### The task
Please write out every line of the records below without changing anything.

[Pointing entries for labeled objects]
··········

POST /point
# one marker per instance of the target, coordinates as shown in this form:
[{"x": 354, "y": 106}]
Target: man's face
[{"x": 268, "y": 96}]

··········

### Solved problem
POST /point
# one marker per instance of the target, coordinates as shown in this form:
[{"x": 354, "y": 106}]
Target: man's face
[{"x": 268, "y": 96}]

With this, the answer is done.